-------- DATASET RECORDS --------

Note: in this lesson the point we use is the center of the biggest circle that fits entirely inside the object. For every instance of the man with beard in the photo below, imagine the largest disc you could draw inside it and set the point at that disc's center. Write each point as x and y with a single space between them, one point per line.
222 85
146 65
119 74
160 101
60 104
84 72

--------

_REQUEST_
Edit the records above by replacing "biggest" with "largest" and keeping all other text the same.

_WRITTEN ANSWER_
Note: in this lesson the point we use is the center of the largest circle that fits entirely inside the object. For every instance of the man with beard in the photo below, imagine the largest disc you could draw inside it and set the point at that disc's center. Write each point as x and y with a single space between them, one point per line.
222 85
146 65
119 74
160 101
60 104
84 72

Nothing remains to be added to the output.